Object point labels
□ □ □ □ □ □ □

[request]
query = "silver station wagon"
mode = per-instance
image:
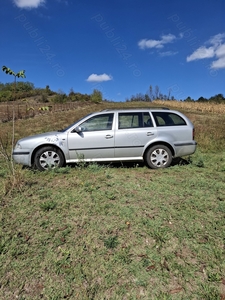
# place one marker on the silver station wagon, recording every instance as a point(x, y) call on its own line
point(154, 136)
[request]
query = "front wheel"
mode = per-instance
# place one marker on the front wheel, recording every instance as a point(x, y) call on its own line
point(48, 158)
point(158, 156)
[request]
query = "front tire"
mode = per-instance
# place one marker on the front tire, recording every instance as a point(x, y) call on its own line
point(48, 158)
point(158, 156)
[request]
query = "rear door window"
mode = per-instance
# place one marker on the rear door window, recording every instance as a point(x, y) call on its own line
point(134, 120)
point(168, 119)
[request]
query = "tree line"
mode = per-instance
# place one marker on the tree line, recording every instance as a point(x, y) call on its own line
point(44, 95)
point(156, 94)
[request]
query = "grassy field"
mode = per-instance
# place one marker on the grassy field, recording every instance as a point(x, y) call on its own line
point(115, 231)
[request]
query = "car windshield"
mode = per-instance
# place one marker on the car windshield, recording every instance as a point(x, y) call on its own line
point(72, 125)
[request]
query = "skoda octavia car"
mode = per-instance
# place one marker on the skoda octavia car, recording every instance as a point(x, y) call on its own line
point(154, 136)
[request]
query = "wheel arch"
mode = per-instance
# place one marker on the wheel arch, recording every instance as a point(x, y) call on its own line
point(42, 146)
point(159, 143)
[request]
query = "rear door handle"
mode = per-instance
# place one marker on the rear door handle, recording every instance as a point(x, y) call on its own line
point(109, 136)
point(150, 133)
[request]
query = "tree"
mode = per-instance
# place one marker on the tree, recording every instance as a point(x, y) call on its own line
point(157, 92)
point(20, 74)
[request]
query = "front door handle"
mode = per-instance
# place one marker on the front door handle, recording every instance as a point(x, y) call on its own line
point(109, 136)
point(150, 133)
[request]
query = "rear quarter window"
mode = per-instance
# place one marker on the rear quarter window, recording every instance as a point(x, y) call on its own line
point(168, 119)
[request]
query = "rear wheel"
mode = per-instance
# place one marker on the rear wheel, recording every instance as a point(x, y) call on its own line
point(158, 156)
point(48, 158)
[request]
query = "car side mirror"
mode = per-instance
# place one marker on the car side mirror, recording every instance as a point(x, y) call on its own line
point(77, 129)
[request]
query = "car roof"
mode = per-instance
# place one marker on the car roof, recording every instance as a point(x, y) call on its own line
point(135, 109)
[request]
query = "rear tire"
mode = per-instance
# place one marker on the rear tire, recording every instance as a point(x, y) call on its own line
point(48, 158)
point(158, 156)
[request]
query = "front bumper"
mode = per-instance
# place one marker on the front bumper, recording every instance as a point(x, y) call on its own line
point(22, 157)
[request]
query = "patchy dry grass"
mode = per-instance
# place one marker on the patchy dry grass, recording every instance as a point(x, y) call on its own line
point(115, 232)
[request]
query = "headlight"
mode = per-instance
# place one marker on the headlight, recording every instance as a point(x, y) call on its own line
point(18, 146)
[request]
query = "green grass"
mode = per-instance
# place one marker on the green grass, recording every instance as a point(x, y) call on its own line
point(114, 232)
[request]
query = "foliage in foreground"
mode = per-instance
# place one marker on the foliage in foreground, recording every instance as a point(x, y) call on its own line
point(115, 232)
point(100, 232)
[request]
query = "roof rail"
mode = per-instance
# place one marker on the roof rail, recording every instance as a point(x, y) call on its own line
point(135, 108)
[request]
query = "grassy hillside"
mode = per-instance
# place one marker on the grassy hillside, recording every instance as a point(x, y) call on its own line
point(115, 231)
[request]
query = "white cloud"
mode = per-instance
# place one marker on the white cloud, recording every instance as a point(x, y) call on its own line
point(165, 39)
point(216, 50)
point(219, 63)
point(168, 53)
point(99, 78)
point(28, 3)
point(201, 53)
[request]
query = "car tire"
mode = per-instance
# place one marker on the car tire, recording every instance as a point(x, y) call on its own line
point(158, 156)
point(48, 158)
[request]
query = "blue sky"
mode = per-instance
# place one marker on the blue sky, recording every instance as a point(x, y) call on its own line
point(119, 47)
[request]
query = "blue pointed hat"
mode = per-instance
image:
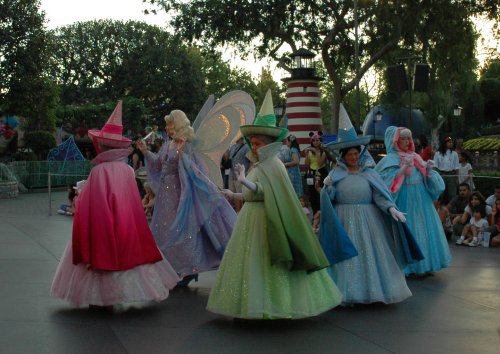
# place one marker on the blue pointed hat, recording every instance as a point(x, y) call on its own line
point(346, 135)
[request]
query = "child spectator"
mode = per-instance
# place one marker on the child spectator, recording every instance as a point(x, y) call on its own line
point(477, 224)
point(148, 201)
point(69, 209)
point(304, 202)
point(465, 170)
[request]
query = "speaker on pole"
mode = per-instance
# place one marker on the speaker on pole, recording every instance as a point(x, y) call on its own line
point(421, 77)
point(396, 78)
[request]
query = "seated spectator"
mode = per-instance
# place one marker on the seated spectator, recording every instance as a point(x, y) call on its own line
point(465, 174)
point(148, 201)
point(69, 209)
point(457, 205)
point(444, 215)
point(494, 197)
point(494, 228)
point(475, 199)
point(477, 224)
point(304, 202)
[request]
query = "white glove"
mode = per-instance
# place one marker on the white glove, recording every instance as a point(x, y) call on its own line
point(239, 169)
point(397, 215)
point(430, 165)
point(408, 160)
point(227, 193)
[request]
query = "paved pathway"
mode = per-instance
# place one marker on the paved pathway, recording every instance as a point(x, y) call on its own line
point(455, 311)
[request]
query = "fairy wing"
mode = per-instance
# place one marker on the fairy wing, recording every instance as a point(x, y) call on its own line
point(218, 129)
point(207, 106)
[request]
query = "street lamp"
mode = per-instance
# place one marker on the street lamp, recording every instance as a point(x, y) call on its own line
point(376, 118)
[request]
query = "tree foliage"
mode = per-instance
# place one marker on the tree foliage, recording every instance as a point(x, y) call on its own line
point(274, 28)
point(24, 87)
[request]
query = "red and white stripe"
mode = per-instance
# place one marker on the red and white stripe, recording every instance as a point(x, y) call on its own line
point(303, 110)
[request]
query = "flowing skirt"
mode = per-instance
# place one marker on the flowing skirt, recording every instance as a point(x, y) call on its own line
point(248, 286)
point(374, 274)
point(82, 287)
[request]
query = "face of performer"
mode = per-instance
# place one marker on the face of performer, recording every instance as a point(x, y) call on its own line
point(170, 129)
point(404, 143)
point(257, 143)
point(351, 158)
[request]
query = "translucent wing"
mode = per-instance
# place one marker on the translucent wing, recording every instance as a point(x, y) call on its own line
point(207, 106)
point(219, 128)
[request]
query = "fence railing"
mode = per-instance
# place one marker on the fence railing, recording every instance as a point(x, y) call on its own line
point(34, 174)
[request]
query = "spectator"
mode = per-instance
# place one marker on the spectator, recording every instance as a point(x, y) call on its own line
point(494, 197)
point(494, 228)
point(477, 224)
point(475, 199)
point(465, 174)
point(315, 161)
point(426, 152)
point(291, 160)
point(446, 160)
point(457, 205)
point(148, 201)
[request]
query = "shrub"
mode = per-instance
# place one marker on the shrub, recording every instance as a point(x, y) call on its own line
point(40, 142)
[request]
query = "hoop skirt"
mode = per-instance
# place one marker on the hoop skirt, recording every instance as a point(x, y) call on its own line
point(374, 275)
point(82, 287)
point(249, 284)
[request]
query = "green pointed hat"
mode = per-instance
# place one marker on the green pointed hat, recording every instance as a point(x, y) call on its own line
point(265, 122)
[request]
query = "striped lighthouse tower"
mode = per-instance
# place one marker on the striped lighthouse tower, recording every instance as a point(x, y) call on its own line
point(303, 109)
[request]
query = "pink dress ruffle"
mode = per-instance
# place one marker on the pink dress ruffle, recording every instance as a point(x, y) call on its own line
point(82, 287)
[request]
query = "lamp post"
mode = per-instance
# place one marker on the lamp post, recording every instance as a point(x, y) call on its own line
point(377, 117)
point(457, 112)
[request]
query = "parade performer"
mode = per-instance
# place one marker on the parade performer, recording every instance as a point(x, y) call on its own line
point(415, 186)
point(112, 257)
point(273, 266)
point(366, 247)
point(192, 221)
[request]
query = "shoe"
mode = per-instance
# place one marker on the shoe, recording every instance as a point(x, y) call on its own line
point(473, 243)
point(187, 279)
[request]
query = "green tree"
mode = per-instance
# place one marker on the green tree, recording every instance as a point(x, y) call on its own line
point(329, 27)
point(101, 61)
point(24, 87)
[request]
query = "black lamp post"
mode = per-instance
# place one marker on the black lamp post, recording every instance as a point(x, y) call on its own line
point(377, 117)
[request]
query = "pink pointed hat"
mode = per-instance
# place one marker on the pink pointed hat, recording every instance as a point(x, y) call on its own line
point(111, 134)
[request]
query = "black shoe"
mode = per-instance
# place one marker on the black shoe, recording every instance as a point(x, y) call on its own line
point(187, 279)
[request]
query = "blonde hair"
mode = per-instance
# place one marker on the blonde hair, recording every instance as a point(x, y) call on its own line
point(182, 125)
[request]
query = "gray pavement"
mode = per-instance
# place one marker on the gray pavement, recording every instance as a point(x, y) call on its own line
point(455, 311)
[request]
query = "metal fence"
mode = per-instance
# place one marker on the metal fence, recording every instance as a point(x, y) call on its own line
point(35, 174)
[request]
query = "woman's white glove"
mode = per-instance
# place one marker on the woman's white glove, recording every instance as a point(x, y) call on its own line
point(429, 166)
point(231, 195)
point(239, 169)
point(397, 215)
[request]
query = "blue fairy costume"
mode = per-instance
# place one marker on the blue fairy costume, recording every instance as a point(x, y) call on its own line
point(366, 248)
point(414, 192)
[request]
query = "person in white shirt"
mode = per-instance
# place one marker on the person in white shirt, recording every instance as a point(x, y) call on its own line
point(494, 197)
point(446, 163)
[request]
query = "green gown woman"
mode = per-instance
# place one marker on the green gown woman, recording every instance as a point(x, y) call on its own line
point(273, 266)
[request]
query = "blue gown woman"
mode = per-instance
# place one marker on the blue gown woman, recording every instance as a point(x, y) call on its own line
point(415, 186)
point(192, 221)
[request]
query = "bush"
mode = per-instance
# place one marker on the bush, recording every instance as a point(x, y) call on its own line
point(482, 144)
point(40, 142)
point(493, 130)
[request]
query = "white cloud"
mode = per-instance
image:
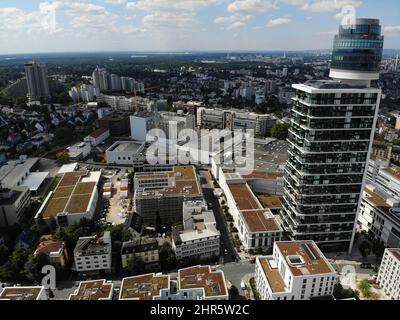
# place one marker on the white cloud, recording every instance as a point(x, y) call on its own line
point(170, 5)
point(329, 5)
point(116, 1)
point(327, 33)
point(391, 30)
point(168, 20)
point(278, 22)
point(252, 6)
point(234, 21)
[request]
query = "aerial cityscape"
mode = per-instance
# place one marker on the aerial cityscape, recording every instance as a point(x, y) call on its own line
point(206, 172)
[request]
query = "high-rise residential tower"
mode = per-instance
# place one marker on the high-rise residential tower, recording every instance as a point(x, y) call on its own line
point(37, 80)
point(330, 138)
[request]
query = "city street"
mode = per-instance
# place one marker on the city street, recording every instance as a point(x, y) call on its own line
point(228, 252)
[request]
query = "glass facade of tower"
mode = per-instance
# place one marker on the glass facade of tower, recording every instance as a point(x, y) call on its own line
point(358, 47)
point(329, 138)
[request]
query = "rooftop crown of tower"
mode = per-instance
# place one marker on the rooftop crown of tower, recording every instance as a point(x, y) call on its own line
point(357, 51)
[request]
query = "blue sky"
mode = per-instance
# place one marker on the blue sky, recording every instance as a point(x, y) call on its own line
point(183, 25)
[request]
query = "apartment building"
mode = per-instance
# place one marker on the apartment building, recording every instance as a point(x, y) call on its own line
point(93, 253)
point(257, 226)
point(93, 290)
point(296, 270)
point(56, 251)
point(200, 237)
point(331, 134)
point(236, 120)
point(23, 293)
point(98, 136)
point(144, 248)
point(74, 198)
point(379, 214)
point(79, 151)
point(13, 205)
point(159, 196)
point(194, 283)
point(389, 273)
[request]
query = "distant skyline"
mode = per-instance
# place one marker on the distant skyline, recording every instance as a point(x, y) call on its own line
point(183, 25)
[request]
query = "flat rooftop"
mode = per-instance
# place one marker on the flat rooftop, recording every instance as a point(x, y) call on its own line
point(97, 133)
point(70, 196)
point(271, 271)
point(21, 293)
point(93, 290)
point(126, 146)
point(260, 221)
point(213, 282)
point(244, 197)
point(263, 175)
point(186, 182)
point(313, 261)
point(393, 171)
point(270, 201)
point(144, 287)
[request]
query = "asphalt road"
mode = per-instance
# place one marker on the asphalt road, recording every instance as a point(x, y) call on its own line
point(228, 252)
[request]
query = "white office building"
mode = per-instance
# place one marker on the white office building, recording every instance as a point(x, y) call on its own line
point(379, 214)
point(295, 271)
point(93, 253)
point(331, 134)
point(199, 237)
point(389, 273)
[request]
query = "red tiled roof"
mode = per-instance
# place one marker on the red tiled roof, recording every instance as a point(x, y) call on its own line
point(49, 246)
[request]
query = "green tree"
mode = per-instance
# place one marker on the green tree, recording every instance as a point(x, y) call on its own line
point(280, 131)
point(4, 252)
point(62, 157)
point(135, 265)
point(6, 272)
point(233, 293)
point(34, 265)
point(365, 248)
point(167, 256)
point(378, 249)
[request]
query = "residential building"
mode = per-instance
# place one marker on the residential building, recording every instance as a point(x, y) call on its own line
point(13, 205)
point(117, 122)
point(159, 196)
point(79, 151)
point(15, 172)
point(200, 238)
point(23, 293)
point(379, 214)
point(98, 136)
point(56, 251)
point(37, 80)
point(296, 270)
point(257, 226)
point(389, 273)
point(93, 254)
point(93, 290)
point(236, 120)
point(74, 198)
point(143, 248)
point(128, 153)
point(145, 287)
point(194, 283)
point(201, 283)
point(331, 133)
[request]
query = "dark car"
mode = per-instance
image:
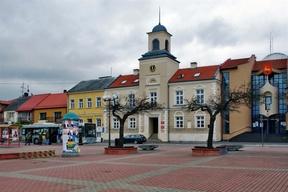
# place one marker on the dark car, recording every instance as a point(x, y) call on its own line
point(135, 138)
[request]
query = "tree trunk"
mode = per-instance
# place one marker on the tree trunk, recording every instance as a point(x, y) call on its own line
point(210, 132)
point(121, 134)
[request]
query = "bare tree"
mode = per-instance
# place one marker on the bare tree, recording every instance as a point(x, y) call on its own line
point(122, 110)
point(220, 103)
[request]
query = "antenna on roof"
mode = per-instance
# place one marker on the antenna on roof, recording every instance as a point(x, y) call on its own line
point(22, 88)
point(159, 15)
point(271, 43)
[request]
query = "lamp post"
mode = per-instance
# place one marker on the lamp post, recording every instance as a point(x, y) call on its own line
point(108, 99)
point(262, 125)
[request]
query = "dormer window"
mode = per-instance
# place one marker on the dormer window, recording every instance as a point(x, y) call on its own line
point(155, 45)
point(180, 76)
point(166, 45)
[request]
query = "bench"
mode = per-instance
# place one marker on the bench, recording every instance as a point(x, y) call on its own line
point(148, 147)
point(232, 147)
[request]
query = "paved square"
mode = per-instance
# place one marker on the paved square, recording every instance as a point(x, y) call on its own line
point(170, 168)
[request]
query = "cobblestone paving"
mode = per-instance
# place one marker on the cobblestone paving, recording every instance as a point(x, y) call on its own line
point(170, 168)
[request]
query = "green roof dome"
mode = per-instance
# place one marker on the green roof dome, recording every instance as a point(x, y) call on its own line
point(71, 116)
point(159, 28)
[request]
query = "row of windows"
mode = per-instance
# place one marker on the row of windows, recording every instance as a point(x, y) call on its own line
point(199, 121)
point(179, 99)
point(89, 103)
point(179, 96)
point(179, 122)
point(131, 123)
point(98, 122)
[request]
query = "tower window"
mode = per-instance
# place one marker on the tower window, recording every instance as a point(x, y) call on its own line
point(167, 45)
point(155, 44)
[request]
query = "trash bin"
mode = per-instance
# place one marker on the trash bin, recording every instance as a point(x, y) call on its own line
point(117, 142)
point(80, 139)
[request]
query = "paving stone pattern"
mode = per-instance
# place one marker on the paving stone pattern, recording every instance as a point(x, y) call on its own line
point(169, 168)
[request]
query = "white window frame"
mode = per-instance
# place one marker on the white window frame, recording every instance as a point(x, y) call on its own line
point(179, 120)
point(72, 103)
point(132, 123)
point(80, 103)
point(98, 119)
point(179, 98)
point(98, 101)
point(200, 95)
point(115, 123)
point(131, 100)
point(89, 103)
point(201, 121)
point(153, 96)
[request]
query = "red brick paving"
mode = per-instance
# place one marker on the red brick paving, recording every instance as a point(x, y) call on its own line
point(255, 162)
point(8, 184)
point(229, 173)
point(94, 171)
point(118, 190)
point(157, 159)
point(18, 165)
point(212, 180)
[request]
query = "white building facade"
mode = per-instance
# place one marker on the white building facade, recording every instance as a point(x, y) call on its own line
point(160, 79)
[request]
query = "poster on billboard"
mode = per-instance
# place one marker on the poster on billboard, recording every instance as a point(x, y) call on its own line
point(70, 138)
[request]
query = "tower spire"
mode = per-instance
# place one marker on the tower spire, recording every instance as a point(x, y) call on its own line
point(271, 43)
point(159, 15)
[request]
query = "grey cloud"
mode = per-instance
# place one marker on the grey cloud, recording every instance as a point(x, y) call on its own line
point(217, 32)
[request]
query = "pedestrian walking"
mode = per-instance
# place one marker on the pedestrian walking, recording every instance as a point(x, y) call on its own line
point(28, 138)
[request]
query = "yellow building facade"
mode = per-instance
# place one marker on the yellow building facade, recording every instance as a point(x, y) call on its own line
point(88, 105)
point(86, 100)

□ □ □ □ □ □ □

◆ **Work to be completed**: Count the lines of the material above that contain the string "skirt", treating case as significant, and give only that number.

◆ **Written answer**: 4